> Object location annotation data
════════

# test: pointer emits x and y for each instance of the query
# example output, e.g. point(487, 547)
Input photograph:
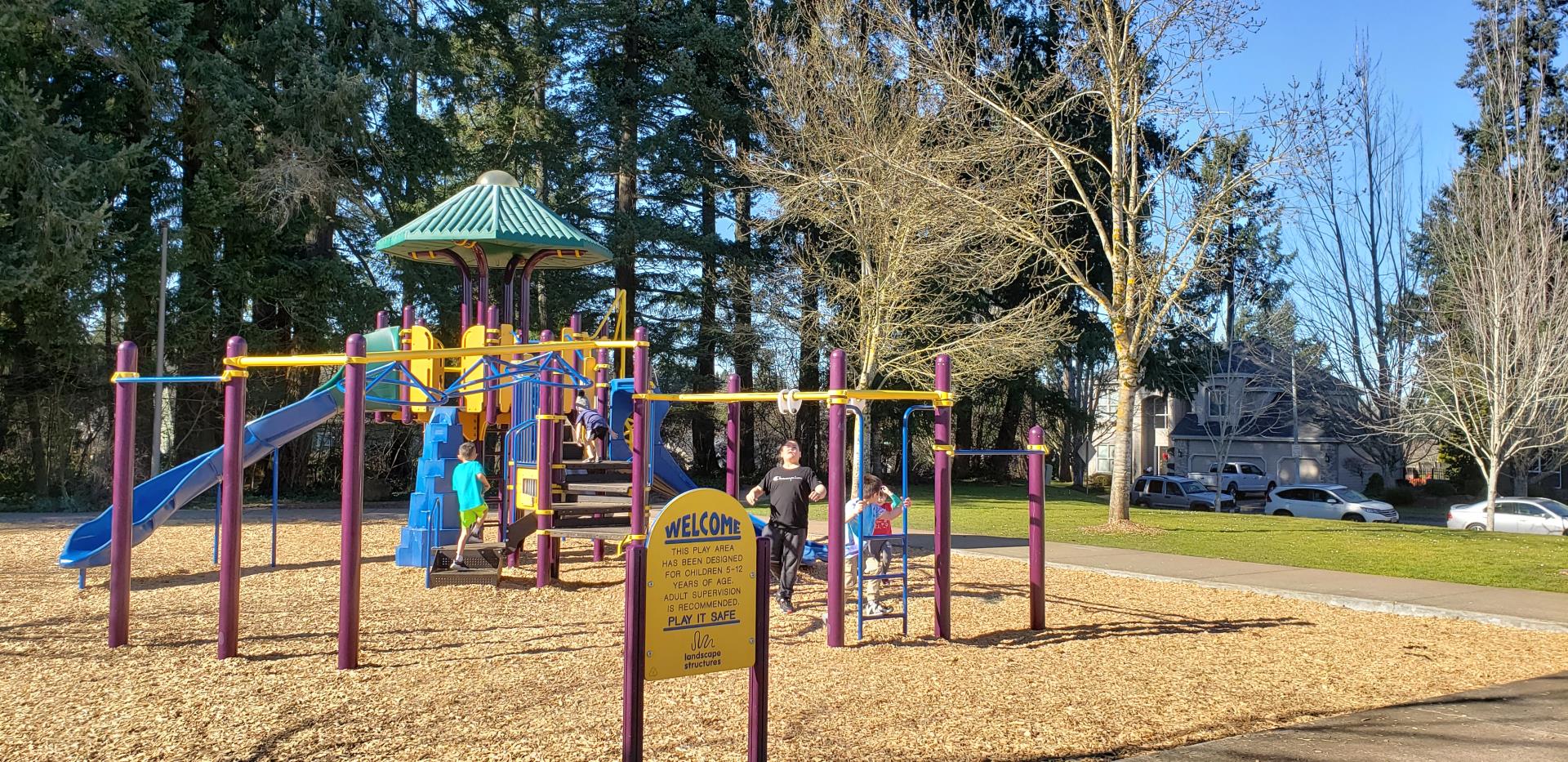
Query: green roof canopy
point(502, 218)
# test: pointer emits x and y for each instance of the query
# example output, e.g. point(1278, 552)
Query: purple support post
point(1037, 528)
point(524, 296)
point(836, 499)
point(231, 497)
point(758, 676)
point(468, 287)
point(121, 492)
point(509, 287)
point(639, 443)
point(568, 400)
point(733, 441)
point(482, 293)
point(942, 502)
point(353, 504)
point(601, 383)
point(491, 339)
point(383, 319)
point(407, 342)
point(634, 654)
point(545, 461)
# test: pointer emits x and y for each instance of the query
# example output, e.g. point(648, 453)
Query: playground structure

════════

> Written request
Reproduce these lines word for word, leaving out the pictures.

> Answer to the task
# test: pointer emits x and y for each instance of the query
# example output, e.g. point(487, 547)
Input photograph:
Query: green roof canopy
point(502, 218)
# test: pointer emits x and y for each instance of the query
# example output, e.g. point(1278, 552)
Query: purple support post
point(1037, 528)
point(524, 296)
point(836, 499)
point(231, 497)
point(758, 676)
point(468, 287)
point(121, 492)
point(509, 287)
point(639, 443)
point(568, 400)
point(733, 441)
point(482, 293)
point(942, 502)
point(353, 504)
point(601, 383)
point(491, 339)
point(383, 319)
point(407, 342)
point(634, 654)
point(545, 461)
# test: pointer emits x and y for each instance of the query
# example output, e.g. point(648, 453)
Query: playground structure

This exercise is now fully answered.